··· Ausgangstext

• 27.07.1971

    16.2 I 9

    Fahrung in Strecken
    mit Einschienenhängebahnen

    A 2.12


    An die Bergämter des Landes NW


    Betr.: Fahrung in Strecken mit Einschienenhängebahnen § 283 Abs. 1 und § 285 Abs. 5 BVOSt


    Die zahlreichen Unfälle in Strecken mit Einschienenhängebahnen beweisen, daß der Aufenthalt in
    derartigen Strecken während des Betriebes der Einschienenhängebahn mit besonderen Gefahren
    verbunden ist. Diese lassen sich etwa wie folgt umschreiben:

    1. Erfaßtwerden von einem seines abrollenden Zug oder Zugteil (infolge Seilrisses oder
      Lösens einer Kupplung) oder Getroffenwerden von Material, das sich u. U. bei plötzlicher
      Geschwindigkeitsverringerung löst oder aus den Behältern herausgeschleudert wird,
      wobei zu beachten ist, daß ein selbsttätiges Abrollen bereits bei einem Einfallen von
      1 :100 (0,649 gon) möglich ist.

    2. Getroffenwerden von einem bei einem Seilriß sich wie bei einem Peitschenschlag
      verhaltenden Seilende, das u. U. auch beim Weiterlaufen des Haspels oder in geneigten
      Strecken infolge des Seilgewichtes bzw. der Anhängelast schnell durch die Strecke
      gezogen wird, unvoraussehbare Schlingen bildet und unkontrolliert herumschlägt.

    3. Erfaßtwerden durch einen während des Treibens pendelnden Tragbehälter oder eine
      pendelnde Last.

    Diese Gefahren sind vor allen Dingen dann gegeben, wenn kein von dem Fördertrum der
    Einschienenhängebahn getrennter Fahrweg vorhanden ist.

    Bei der betriebsplanmäßigen Zulassung von Streckenauffahrungen, insbesondere von
    Abbaustrecken, bitte ich daher künftig darauf zu achten, daß in dem Betriebsplan angegeben
    wird, in welcher Weise der geplante Streckenquerschnitt nicht nur während der Auffahrung
    sondern auch während des späteren Abbaues ausgenutzt werden soll. Hierbei ist nachzuweisen,
    daß ein ordnungsmäßiger Fahrweg, unabhängig von Stetigförderer, Einschienenhängebahn
    oder Flurförderbahn oder sonstigen Pendelförderern, vorhanden ist. Der Streckenquerschnitt
    ist entsprechend groß zu wählen, so daß ggf. Fahrweg, Stetigförderer, Einschienenhängebahn-
    Trum und u. U. Trum für die Lutte der Sonderbewetterung, Rohrleitung usw. nebeneinander
    Platz haben. Eine vorhersehbare Querschnittsverringerung durch Gebirgsdruckeinwirkungen
    muß vorsorglich mit berücksichtigt werden.

······

▸ **Aufgaben**:
**A.** Gib den Abschnitt des Rundschreibens von „2. Getroffenwerden von“ bis einschließlich „und unkontrolliert herumschlägt.“ wortgetreu wieder.
**B.** Übersetze den folgenden Satz aus dem Rundschreiben ins Englische: „Diese Gefahren sind vor allen Dingen dann gegeben, wenn kein von dem Fördertrum der Einschienenhängebahn getrennter Fahrweg vorhanden ist.“
**C.** Führe das Rundschreiben über die Fahrung in Strecken mit Einschienenhängebahnen im Anschluss an seinen letzten Satz fort.
Die Daten werden zur Bearbeitung nicht benötigt.

··· Bereitgestellte Daten

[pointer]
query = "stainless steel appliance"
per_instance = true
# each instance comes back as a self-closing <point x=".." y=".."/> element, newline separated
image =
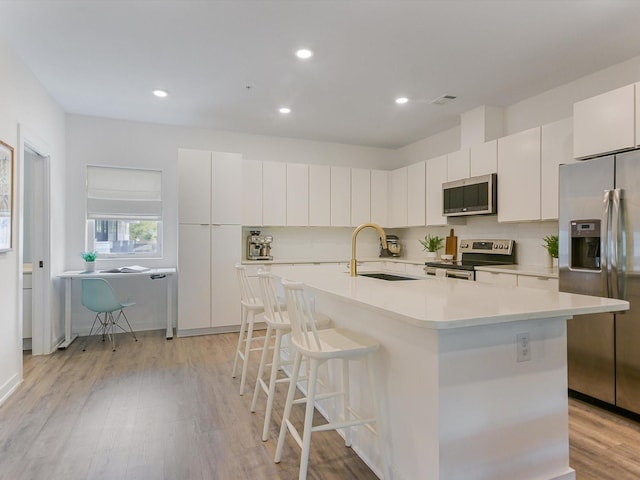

······

▸ **Erwartete Ergebnisse**:
**A.**
2. Getroffenwerden von einem bei einem Seilriß sich wie bei einem Peitschenschlag
      verhaltenden Seilende, das u. U. auch beim Weiterlaufen des Haspels oder in geneigten
      Strecken infolge des Seilgewichtes bzw. der Anhängelast schnell durch die Strecke
      gezogen wird, unvoraussehbare Schlingen bildet und unkontrolliert herumschlägt.

**B.** These hazards arise above all when there is no travel route separate from the conveying section of the monorail.

**C.**
    Fahrwege in Strecken mit Einschienenhängebahnen dürfen nach den Bestimmungen des
    § 285 Abs.5 und § 240 Abs.3 in Verbindung mit §256 Abs.8 BVOSt vom 20.2.1970 nur
    befahren werden, wenn die Förderung ruht. Ich halte die Bewilligung einer Ausnahme von
    diesen Geboten durch das Bergamt nur dann für vertretbar, wenn ein vom Fördertrum der
    Einschienenhängebahn zuverlässig getrennter Fahrweg vorhanden ist. Eine ausreichende
    zuverlässige Trennung zwischen,Fördertrum der Einschienenhängebahn und Fahrweg liegt
    m. E. dann vor, wenn die nachstehend unter a, b oder c aufgeführten Voraussetzungen erfüllt
    sind:

    1. Der Fahrweg ist vom Fördertrum der EH-Bahn durch einen Stetigförderer getrennt:

      1. Der Stetigförderer ist so verlegt, daß die Fahrenden nicht unbewußt aus dem Fahrweg
          in das EH-Bahn-Trum gelangen können.

      2. Der Stetigförderer ist in Abständen von höchstens 3 m mit Seilen oder Ketten aufgehängt
          oder es sind andere gleichwertige Einrichtungen vorhanden, die verhindern, daß bei
          einem Riß des Zugseiles ein Seilende bis in den Fahrweg hinüberschlagen kann.

      3. Das EH-Bahn-Trum ist so breit, daß die Lasten trotz Pendelns weder am Ausbau noch
          an der Aufhängung des Stetigförderers anfassen können, oder die Lasten hängen in Höhe
          der Konstruktion des Stetigförderers, so daß sie bei einer Pendelbewegung während des
          Treibens von dieser abgewiesen werden.
    2. Der Fahrweg ist vom EH-Bahn-Trum durch eine Stempelreihe getrennt:

      1. In der Stempelreihe zwischen Fahrweg und EH-Bahn-Trum darf der Stempelabstand
          1 m nicht überschreiten, es sei denn, die Stempel sind durch Seile, Ketten oder Leitplanken
          derartig verbunden, daß die Fahrenden nicht unbewußt in das Fördertrum gelangen können.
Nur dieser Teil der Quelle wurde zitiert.